### Extracted material

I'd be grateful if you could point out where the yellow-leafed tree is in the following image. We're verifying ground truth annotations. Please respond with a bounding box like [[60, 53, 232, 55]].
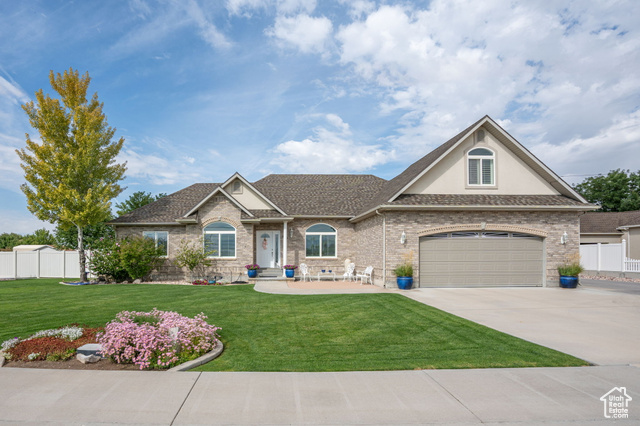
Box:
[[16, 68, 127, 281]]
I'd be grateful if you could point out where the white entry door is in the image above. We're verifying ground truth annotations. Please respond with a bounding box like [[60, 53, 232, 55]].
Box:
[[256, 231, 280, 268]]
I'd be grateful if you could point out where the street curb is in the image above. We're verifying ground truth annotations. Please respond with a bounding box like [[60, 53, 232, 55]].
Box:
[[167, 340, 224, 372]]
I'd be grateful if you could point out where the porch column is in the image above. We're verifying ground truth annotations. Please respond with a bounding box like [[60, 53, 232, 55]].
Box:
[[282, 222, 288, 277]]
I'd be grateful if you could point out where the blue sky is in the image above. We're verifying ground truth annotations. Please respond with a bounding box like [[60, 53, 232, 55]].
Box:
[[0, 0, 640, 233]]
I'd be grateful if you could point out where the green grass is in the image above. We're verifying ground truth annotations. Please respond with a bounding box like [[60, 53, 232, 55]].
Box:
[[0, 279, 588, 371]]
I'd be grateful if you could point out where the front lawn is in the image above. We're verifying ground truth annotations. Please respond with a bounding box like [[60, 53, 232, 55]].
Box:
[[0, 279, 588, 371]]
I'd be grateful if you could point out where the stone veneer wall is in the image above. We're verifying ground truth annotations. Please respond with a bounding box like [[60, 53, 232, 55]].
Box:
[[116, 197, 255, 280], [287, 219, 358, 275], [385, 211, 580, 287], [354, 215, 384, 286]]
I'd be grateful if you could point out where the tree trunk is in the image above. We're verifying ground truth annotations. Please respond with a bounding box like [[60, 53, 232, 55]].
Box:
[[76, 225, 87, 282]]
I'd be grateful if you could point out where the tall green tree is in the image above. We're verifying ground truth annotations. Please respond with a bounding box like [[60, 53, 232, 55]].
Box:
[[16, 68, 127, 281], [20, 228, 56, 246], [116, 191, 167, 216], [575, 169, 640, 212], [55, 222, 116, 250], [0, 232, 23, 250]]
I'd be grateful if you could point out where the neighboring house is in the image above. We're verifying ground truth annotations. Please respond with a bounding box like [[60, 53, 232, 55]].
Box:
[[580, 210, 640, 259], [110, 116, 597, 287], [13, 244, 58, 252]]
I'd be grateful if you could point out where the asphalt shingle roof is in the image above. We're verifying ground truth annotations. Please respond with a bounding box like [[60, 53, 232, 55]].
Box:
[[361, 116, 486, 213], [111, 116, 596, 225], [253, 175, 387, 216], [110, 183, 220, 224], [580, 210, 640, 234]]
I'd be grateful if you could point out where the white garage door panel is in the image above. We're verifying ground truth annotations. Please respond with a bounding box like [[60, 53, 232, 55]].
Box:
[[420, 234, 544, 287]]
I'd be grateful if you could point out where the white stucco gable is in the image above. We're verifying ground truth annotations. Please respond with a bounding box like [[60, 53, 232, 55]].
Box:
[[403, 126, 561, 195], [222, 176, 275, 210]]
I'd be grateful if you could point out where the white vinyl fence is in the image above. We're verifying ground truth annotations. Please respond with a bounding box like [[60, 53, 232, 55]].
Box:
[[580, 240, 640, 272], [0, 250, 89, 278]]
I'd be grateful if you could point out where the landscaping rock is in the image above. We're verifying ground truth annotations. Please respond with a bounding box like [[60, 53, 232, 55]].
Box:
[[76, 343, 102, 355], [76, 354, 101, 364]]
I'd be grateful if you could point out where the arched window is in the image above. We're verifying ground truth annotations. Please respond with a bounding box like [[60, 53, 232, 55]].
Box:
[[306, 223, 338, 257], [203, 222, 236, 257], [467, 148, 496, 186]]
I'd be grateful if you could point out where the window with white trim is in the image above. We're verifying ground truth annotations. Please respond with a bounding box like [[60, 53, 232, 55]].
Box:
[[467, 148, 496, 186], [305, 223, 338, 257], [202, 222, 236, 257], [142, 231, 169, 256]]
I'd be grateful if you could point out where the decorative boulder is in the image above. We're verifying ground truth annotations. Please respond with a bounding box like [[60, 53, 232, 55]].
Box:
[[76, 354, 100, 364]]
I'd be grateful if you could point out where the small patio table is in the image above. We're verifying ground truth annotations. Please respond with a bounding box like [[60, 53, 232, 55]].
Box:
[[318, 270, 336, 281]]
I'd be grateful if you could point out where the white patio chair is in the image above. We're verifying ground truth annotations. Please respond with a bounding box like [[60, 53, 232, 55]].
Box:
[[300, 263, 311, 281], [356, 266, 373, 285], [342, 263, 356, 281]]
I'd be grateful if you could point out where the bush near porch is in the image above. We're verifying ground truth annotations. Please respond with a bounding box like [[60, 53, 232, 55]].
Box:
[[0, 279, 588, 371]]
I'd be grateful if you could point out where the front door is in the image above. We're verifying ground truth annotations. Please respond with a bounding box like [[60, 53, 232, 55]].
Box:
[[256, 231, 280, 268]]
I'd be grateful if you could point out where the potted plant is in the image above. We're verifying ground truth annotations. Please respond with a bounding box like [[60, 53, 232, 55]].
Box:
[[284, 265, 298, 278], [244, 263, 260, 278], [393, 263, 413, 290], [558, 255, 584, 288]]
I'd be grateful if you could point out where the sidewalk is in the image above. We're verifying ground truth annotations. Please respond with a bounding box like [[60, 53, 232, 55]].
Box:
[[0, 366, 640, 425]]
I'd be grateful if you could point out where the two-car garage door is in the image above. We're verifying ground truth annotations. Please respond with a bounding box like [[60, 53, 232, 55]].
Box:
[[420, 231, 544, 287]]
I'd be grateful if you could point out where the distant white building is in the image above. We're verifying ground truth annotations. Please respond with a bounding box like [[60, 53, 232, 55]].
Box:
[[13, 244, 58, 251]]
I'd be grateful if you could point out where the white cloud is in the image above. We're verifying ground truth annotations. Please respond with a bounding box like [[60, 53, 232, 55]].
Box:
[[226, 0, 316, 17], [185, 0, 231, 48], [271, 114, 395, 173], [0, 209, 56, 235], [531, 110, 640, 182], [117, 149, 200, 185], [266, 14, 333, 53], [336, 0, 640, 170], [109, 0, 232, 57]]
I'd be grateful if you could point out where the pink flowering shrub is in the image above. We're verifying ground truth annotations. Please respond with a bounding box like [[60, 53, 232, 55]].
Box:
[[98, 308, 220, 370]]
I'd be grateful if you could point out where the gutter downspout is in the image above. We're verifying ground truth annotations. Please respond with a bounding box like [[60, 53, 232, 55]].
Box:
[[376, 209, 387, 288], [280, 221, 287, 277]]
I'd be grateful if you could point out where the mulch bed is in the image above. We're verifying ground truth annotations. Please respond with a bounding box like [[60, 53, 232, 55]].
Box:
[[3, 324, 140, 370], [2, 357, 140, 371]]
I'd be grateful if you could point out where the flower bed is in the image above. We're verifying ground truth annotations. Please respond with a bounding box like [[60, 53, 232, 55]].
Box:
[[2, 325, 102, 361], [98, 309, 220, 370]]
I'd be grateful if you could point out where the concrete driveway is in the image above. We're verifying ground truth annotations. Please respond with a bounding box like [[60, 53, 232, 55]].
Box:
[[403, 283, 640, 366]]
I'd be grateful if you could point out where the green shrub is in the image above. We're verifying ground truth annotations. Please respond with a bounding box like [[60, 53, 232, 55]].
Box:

### Aim of the task
Reproduce verbatim the portion of the data that begins with the line containing "the white stucco" and continues through the line containing "[[403, 126, 561, 195], [222, 176, 275, 210]]", including both of those lines.

### Finished task
I'd be grateful if you could point out where the white stucco gable is in the image above. We're verifying ground truth annotations. Please respond with a bounding box like [[60, 53, 232, 55]].
Box:
[[403, 126, 561, 195], [222, 176, 275, 210]]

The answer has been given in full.